Duta besar Israel untuk PBB, Danny Danon, mengkritik PBB atas apa yang dikatakannya sebagai “upaya untuk memblokir akses bantuan” dan menuntut penarikan kembali dari Tom Fletcher, kepala kemanusiaan PBB, karena menuduh Israel melakukan genosida.
Analis politik senior Al Jazeera, Marwan Bishara, mengatakan serangan yang dilancarkan oleh Danon seharusnya tidak mengejutkan.
“Mereka berada dalam posisi bertahan, mengetahui dengan baik bahwa mereka kalah dalam kampanye hubungan masyarakat dan reputasi mereka di seluruh dunia tercoreng,” katanya, merujuk pada pemboman dan pengepungan Gaza oleh Israel yang hampir setiap hari.
Perwakilan alternatif AS di PBB, John Kelley, mengatakan bahwa PBB harus “bekerja sama dengan GHF dan Israel untuk mencapai kesepakatan tentang cara mengoperasikan sistem ini dengan cara yang bekerja untuk semua pihak”.
Dia menegaskan bahwa GHF “independen” dan dikembangkan untuk “menyediakan mekanisme yang aman untuk pengiriman bantuan kepada mereka yang membutuhkan”.
Serangan Israel yang Tanpa Henti
Saat perdebatan mengenai akses bantuan berkecamuk, serangan Israel yang menghukum terus berlanjut di seluruh Gaza, dengan pengamat hak asasi manusia memperingatkan situasi kemanusiaan yang semakin memburuk.
Setidaknya 63 orang tewas dalam serangan Israel sejak dini hari Rabu, menurut sumber medis yang berbicara kepada Al Jazeera Arabic, sehingga jumlah korban tewas sejak 7 Oktober 2023 menjadi sedikitnya 54.084 warga Palestina, dengan lebih dari 123.308 terluka.
Kementerian menambahkan bahwa hanya 17 rumah sakit di Gaza yang masih berfungsi sebagian, dengan kekurangan kritis pasokan obat-obatan esensial dan oksigen.
Secara terpisah, Palang Merah melaporkan bahwa rumah sakit lapangannya di daerah al-Mawasi, Gaza selatan, diserang oleh tembakan Israel pada Rabu pagi, menyebabkan kepanikan dan cedera di antara pasien di sana.
Dalam surat terbuka, Medical Aid for Palestinians (MAP), Oxfam, dan organisasi nirlaba lainnya menyerukan “penyelidikan penuh, independen, dan internasional terhadap serangan terhadap layanan kesehatan di Gaza sebagai pelanggaran hukum humaniter internasional”.
Sementara itu, Program Pangan Dunia PBB melaporkan bahwa gudangnya di Deir el-Balah, Gaza tengah, telah dibobol oleh orang-orang yang kelaparan “untuk mencari pasokan makanan”. Laporan awal menunjukkan bahwa setidaknya empat orang tewas di tengah kerumunan dan tembakan, meskipun penyebab yang terakhir belum jelas.

BUTIR TUGAS A
Salin kata demi kata bagian teks tentang Gaza dari "Duta besar Israel" sampai "hampir setiap hari.".
BUTIR TUGAS B
Siapa saja orang yang disebut dengan nama lengkap dalam teks tentang Gaza?

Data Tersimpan
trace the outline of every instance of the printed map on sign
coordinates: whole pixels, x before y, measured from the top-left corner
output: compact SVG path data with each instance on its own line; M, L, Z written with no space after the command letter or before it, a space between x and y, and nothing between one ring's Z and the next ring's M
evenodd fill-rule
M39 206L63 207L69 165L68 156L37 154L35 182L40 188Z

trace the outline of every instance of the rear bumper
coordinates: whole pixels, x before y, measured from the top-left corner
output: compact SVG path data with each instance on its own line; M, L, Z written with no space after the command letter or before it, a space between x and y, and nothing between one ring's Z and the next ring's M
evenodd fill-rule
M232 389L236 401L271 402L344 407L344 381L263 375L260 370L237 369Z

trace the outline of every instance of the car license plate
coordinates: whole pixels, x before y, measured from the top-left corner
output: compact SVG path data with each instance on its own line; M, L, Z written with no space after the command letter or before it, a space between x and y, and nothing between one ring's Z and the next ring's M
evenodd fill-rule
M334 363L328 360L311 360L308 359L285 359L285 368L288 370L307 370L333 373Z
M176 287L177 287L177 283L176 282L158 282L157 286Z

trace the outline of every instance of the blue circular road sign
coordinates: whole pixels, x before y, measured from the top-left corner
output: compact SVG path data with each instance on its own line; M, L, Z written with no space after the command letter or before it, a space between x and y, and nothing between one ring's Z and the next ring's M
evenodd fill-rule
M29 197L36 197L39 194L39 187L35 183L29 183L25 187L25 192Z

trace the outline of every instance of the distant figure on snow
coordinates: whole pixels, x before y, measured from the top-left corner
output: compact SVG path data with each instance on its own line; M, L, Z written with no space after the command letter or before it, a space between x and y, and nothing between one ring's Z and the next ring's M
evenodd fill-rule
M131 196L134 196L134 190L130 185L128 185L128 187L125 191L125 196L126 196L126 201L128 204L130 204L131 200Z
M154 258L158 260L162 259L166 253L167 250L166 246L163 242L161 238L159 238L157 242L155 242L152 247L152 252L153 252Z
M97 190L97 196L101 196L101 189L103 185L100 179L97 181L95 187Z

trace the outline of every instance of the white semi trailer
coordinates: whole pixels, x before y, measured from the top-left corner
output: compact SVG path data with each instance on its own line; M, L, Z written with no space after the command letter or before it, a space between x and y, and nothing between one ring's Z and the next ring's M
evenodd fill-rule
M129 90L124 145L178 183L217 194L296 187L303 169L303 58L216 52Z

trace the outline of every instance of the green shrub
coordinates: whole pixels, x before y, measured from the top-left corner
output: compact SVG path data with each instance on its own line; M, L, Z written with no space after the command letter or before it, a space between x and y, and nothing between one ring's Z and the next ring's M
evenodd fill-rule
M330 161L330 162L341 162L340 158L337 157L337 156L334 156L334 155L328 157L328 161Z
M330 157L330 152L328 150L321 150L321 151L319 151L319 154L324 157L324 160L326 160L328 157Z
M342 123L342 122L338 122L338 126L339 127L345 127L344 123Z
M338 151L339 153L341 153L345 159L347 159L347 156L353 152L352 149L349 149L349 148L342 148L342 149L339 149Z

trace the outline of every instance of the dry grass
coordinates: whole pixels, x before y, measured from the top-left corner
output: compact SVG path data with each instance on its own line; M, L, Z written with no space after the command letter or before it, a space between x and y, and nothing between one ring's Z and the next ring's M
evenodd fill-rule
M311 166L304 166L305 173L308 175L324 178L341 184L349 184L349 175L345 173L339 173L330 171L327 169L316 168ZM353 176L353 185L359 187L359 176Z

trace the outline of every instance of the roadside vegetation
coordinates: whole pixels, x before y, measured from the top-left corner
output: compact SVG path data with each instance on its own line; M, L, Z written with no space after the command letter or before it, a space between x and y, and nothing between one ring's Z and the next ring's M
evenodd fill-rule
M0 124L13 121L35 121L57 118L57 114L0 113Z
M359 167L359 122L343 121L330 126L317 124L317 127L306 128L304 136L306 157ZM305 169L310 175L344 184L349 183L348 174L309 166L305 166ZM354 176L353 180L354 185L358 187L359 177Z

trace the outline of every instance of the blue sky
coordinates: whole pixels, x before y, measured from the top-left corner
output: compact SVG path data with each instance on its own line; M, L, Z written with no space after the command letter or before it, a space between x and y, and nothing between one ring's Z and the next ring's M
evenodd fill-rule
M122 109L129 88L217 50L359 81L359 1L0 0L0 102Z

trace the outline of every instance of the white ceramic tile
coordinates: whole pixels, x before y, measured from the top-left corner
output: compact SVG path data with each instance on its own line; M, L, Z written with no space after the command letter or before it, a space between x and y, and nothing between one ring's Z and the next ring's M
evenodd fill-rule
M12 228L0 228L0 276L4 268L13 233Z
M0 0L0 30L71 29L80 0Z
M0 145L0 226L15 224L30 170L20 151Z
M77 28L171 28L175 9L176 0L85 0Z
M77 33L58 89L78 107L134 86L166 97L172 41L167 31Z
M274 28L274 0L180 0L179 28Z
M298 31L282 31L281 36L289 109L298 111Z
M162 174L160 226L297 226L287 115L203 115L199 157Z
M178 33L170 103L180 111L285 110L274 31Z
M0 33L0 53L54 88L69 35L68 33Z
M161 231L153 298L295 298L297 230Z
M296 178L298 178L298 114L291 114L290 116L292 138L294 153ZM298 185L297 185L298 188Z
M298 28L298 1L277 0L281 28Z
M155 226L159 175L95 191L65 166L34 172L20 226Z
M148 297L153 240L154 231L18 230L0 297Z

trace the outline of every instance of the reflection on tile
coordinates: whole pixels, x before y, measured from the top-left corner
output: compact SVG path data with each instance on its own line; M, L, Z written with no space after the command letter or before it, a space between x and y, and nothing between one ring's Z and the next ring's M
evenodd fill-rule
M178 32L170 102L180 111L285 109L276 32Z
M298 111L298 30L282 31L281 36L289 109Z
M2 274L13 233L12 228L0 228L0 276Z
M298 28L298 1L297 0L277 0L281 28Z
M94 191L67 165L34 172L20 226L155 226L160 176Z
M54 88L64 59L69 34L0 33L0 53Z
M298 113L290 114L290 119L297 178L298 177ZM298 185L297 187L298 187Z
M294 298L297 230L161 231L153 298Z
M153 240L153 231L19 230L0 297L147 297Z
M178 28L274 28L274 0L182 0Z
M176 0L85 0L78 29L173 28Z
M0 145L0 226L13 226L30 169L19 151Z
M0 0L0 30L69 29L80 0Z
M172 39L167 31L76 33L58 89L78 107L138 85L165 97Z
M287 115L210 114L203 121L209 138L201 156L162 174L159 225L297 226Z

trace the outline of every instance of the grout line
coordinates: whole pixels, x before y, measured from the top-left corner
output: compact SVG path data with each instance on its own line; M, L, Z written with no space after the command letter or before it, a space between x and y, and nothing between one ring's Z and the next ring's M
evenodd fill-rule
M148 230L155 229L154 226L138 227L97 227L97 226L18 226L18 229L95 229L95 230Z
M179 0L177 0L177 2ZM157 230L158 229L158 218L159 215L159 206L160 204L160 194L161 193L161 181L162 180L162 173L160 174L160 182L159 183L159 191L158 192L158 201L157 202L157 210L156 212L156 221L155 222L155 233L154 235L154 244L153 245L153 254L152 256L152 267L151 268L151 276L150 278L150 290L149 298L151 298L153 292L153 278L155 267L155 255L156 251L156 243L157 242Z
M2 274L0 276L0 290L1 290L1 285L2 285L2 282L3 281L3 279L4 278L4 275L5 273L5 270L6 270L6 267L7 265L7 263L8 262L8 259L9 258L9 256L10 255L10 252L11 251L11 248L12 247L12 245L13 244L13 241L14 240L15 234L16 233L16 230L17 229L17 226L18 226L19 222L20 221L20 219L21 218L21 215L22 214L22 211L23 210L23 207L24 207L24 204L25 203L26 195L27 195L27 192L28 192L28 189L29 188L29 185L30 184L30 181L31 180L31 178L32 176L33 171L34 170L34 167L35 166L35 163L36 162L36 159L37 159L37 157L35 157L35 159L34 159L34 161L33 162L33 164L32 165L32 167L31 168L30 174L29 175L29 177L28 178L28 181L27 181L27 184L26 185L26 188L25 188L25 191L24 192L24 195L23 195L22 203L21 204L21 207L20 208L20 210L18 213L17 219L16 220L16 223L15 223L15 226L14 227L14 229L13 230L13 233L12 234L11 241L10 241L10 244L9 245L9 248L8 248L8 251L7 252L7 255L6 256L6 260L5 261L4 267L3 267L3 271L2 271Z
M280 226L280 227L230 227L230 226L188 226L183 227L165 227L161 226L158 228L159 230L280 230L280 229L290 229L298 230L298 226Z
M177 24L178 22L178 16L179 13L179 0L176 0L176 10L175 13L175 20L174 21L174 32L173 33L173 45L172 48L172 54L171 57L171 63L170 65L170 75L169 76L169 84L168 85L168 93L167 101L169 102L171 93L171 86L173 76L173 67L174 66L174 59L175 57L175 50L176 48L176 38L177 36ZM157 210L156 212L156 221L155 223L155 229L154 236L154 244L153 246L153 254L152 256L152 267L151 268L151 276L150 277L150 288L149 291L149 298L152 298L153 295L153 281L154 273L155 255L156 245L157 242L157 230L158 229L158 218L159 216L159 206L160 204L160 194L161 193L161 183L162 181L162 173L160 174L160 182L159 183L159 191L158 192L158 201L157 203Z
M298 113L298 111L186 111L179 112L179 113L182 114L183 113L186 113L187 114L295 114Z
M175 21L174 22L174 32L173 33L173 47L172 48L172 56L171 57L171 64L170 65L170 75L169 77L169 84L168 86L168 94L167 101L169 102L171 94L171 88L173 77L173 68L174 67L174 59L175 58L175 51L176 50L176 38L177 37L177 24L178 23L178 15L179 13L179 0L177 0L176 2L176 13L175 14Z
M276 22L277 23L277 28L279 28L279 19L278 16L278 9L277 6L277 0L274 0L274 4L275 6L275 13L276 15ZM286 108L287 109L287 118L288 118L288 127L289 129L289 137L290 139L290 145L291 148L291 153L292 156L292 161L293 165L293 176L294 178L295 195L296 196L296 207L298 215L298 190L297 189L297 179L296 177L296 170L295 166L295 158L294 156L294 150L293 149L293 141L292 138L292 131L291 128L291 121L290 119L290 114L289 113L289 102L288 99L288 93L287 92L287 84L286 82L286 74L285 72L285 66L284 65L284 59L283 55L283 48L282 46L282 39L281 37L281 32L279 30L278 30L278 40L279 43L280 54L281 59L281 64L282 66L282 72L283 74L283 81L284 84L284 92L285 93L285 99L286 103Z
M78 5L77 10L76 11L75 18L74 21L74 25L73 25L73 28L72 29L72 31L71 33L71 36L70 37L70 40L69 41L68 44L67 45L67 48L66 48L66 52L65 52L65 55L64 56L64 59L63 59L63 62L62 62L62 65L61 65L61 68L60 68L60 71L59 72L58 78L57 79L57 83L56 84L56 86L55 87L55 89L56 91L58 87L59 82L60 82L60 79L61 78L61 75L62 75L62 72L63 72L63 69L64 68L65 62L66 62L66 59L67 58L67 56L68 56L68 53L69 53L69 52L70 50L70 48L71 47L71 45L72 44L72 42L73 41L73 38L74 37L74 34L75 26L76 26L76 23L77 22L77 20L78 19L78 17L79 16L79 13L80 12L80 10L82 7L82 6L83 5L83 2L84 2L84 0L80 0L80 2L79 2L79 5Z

HASIL LATIHAN A
Duta besar Israel untuk PBB, Danny Danon, mengkritik PBB atas apa yang dikatakannya sebagai “upaya untuk memblokir akses bantuan” dan menuntut penarikan kembali dari Tom Fletcher, kepala kemanusiaan PBB, karena menuduh Israel melakukan genosida.
Analis politik senior Al Jazeera, Marwan Bishara, mengatakan serangan yang dilancarkan oleh Danon seharusnya tidak mengejutkan.
“Mereka berada dalam posisi bertahan, mengetahui dengan baik bahwa mereka kalah dalam kampanye hubungan masyarakat dan reputasi mereka di seluruh dunia tercoreng,” katanya, merujuk pada pemboman dan pengepungan Gaza oleh Israel yang hampir setiap hari.

HASIL LATIHAN B
Danny Danon
Tom Fletcher
Marwan Bishara
John Kelley